◆ Work to do: Extract, line for line without changes, the part of the records that opens with the first line and closes with the line containing "[[378, 186]]", including both of those lines. Leave the pictures out of your answer.

◆ Pointing and labeling entries:
#####

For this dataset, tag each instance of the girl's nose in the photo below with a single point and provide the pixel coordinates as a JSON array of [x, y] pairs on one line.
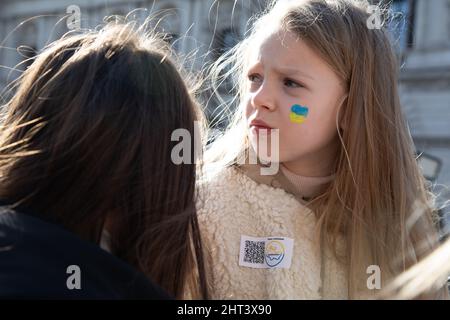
[[264, 97]]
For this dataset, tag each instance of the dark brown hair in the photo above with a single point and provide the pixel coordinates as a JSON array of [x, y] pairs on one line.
[[86, 142]]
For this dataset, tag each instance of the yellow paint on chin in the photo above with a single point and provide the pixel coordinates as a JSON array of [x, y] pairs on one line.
[[296, 118]]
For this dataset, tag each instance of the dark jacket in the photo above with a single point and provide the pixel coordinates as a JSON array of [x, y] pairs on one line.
[[44, 261]]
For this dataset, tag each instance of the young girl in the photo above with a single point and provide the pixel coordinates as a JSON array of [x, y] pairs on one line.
[[332, 221], [85, 160]]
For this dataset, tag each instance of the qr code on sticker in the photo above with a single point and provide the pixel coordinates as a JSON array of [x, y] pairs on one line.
[[254, 251]]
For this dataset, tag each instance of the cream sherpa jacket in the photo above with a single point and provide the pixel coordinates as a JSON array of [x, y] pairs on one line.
[[233, 204]]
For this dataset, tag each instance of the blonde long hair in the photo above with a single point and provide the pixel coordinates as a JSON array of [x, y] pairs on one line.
[[378, 186]]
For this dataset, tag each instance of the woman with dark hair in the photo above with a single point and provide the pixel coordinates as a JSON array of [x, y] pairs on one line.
[[85, 159]]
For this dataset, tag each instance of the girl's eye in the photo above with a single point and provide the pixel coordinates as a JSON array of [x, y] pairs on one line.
[[292, 84]]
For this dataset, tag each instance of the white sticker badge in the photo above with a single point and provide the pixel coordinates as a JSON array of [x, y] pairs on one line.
[[267, 252]]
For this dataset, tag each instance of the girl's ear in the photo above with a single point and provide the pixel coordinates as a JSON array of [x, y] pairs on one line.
[[342, 119]]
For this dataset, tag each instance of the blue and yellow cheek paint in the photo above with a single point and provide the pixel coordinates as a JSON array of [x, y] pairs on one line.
[[298, 113]]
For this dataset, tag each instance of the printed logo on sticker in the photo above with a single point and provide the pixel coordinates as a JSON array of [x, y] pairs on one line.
[[266, 252]]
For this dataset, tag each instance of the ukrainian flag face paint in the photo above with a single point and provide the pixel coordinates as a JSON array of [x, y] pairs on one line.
[[298, 113]]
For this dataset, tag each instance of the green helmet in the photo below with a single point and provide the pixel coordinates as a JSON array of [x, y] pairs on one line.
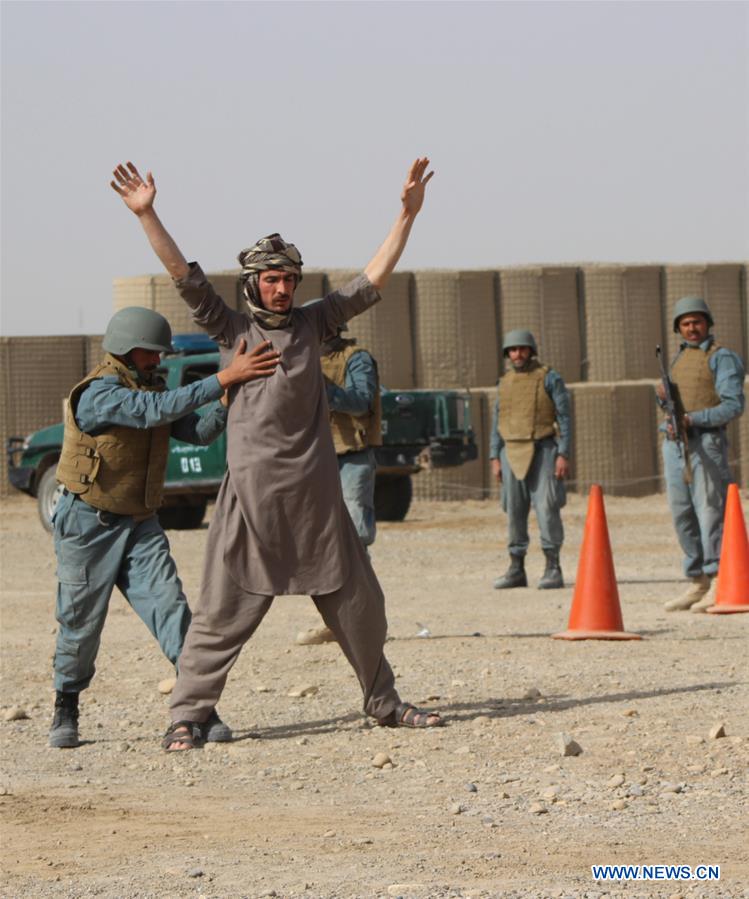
[[519, 337], [691, 304], [135, 326]]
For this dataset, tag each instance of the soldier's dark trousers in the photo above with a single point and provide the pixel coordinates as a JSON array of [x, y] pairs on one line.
[[539, 488], [97, 552], [226, 616], [697, 508]]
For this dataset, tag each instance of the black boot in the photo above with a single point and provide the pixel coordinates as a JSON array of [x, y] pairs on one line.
[[64, 731], [552, 576], [515, 575]]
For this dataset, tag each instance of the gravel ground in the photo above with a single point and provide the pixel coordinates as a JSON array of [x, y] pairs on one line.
[[486, 806]]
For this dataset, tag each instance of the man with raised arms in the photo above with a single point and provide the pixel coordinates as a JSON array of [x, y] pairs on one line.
[[280, 525]]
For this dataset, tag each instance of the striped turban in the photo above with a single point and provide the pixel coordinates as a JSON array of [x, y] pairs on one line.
[[271, 252]]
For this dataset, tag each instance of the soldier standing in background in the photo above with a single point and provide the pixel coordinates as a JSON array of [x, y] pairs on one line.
[[709, 385], [353, 390], [532, 406], [118, 422]]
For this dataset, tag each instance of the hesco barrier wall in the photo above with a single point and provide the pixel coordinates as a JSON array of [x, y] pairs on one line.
[[159, 293], [596, 324], [37, 374], [386, 331], [623, 322], [455, 329], [721, 287]]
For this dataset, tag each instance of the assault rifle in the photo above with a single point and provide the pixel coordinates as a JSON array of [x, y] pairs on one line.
[[675, 416]]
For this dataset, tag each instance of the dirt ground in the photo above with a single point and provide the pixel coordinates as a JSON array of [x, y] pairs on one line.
[[486, 806]]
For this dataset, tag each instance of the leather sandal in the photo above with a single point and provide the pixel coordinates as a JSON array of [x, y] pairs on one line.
[[407, 715], [171, 736]]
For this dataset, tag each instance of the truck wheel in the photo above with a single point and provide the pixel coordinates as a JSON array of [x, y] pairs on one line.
[[392, 498], [48, 492], [183, 517]]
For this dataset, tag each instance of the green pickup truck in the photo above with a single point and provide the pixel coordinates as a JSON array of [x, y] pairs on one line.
[[420, 429]]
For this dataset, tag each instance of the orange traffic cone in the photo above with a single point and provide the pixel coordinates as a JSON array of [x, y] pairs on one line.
[[595, 612], [732, 592]]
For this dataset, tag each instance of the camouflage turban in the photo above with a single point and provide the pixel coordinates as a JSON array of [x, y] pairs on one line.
[[271, 252]]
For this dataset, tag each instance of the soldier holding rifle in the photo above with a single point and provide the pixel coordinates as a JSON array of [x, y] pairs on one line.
[[706, 381]]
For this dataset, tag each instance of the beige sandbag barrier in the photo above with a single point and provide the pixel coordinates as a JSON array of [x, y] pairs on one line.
[[623, 321], [455, 329], [158, 292], [596, 324], [385, 329], [37, 373], [545, 300]]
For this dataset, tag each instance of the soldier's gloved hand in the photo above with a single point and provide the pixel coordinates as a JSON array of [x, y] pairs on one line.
[[561, 468]]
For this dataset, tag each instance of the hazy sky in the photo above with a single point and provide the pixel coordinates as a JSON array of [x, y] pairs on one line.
[[559, 132]]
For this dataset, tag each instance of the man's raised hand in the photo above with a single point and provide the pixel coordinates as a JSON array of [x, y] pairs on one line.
[[260, 362], [137, 194], [413, 190]]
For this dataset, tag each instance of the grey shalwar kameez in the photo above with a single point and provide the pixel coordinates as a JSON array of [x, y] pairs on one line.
[[280, 525]]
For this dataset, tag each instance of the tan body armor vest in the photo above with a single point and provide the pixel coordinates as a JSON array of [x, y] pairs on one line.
[[693, 379], [351, 433], [122, 469], [526, 414]]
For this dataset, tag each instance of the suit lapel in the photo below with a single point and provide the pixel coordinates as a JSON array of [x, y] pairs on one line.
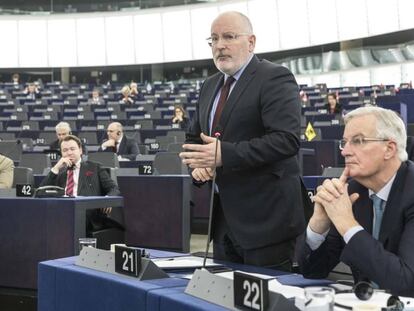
[[210, 100], [363, 212], [394, 206], [81, 179], [121, 146], [237, 91]]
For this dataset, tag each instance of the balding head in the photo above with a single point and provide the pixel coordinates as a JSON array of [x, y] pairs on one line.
[[236, 20], [232, 41]]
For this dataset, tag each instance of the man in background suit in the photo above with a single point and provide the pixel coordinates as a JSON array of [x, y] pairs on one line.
[[96, 99], [118, 143], [258, 208], [81, 178], [6, 172], [369, 223], [62, 130]]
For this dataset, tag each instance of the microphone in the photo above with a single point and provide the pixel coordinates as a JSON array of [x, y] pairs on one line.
[[210, 217]]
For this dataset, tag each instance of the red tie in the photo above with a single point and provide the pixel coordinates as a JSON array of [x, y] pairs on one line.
[[70, 183], [222, 101]]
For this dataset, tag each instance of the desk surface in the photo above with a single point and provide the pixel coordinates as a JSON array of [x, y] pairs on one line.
[[64, 286]]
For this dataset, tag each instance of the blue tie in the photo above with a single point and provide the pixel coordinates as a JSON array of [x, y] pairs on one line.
[[378, 205]]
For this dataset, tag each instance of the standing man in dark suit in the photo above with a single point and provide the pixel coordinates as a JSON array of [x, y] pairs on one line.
[[118, 143], [369, 223], [258, 208]]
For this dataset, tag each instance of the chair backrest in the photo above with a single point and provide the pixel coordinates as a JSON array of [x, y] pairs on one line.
[[168, 163], [143, 149], [164, 141], [22, 175], [145, 124], [179, 135], [11, 149], [112, 173], [175, 147], [107, 159], [332, 172], [27, 143], [7, 136], [88, 138], [38, 162]]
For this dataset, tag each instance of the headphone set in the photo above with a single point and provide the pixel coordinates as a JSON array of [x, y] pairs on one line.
[[364, 291]]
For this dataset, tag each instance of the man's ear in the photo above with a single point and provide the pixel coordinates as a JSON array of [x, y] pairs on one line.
[[391, 149]]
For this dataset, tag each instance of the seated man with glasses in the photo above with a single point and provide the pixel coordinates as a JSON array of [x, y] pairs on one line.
[[118, 143], [367, 222]]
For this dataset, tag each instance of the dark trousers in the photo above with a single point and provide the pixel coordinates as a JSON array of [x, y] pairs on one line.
[[227, 248]]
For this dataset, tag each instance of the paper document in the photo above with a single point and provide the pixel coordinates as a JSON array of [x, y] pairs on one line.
[[183, 262]]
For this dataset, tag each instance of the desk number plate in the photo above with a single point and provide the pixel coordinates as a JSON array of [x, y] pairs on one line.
[[24, 190], [250, 292], [127, 260], [145, 169]]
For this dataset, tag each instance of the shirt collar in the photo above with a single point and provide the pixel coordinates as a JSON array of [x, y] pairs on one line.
[[237, 75], [384, 192], [77, 164]]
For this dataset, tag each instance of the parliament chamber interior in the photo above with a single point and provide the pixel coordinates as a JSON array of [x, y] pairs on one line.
[[64, 67]]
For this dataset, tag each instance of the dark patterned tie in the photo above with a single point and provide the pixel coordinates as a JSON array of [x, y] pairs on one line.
[[378, 205], [70, 183], [221, 103]]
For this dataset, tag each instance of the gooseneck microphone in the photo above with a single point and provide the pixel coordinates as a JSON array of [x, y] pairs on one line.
[[210, 217]]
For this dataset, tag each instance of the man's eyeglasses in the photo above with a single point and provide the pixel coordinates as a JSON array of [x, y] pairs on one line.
[[358, 141], [228, 38]]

#####

◆ Problem solution:
For this dataset, tag each instance of the girl's nose in the photo below with a single point and provide the pixel coordinates as a JSON array of [x, y] pairs on one line.
[[264, 97]]
For this dataset, tag each instance of the dark brown hair in the photo above with a single point and provide the pixel coordinates as a JSON array of [x, y] pairs on one line.
[[86, 142]]
For this dataset, tag each instance of the yellow paint on chin in the photo above with a single point and provide the pixel coordinates as a JSON array of [x, y] pairs on one line.
[[296, 118]]
For this dataset, tag each instance of the dark jacket in the photo above with a single point and provide the pixel coordinates as a JSON array of [x, y] pairs on one line.
[[44, 261]]
For this dataset, tag each instance of the young girl in the photo above with a single point and provide the pixel coordinates as a JSON array of [x, y] pairs on one line.
[[332, 221], [85, 160]]
For this dataset, tag each instance of the qr code on sticker in the photo above with a single point and provide the pixel coordinates as a JSON array of [x, y] pairs on one line.
[[254, 251]]
For this dataset, tag each instance of the cream sherpa jacket in the photo above with a single point and provide the pixel coordinates as a JSON array of [x, y] pairs on one line.
[[233, 204]]
For this dataset, tag each instance of the blonde long hair in the photo above with a single point and provide the pixel coordinates as a JSON array of [x, y] pairs on one line.
[[378, 186]]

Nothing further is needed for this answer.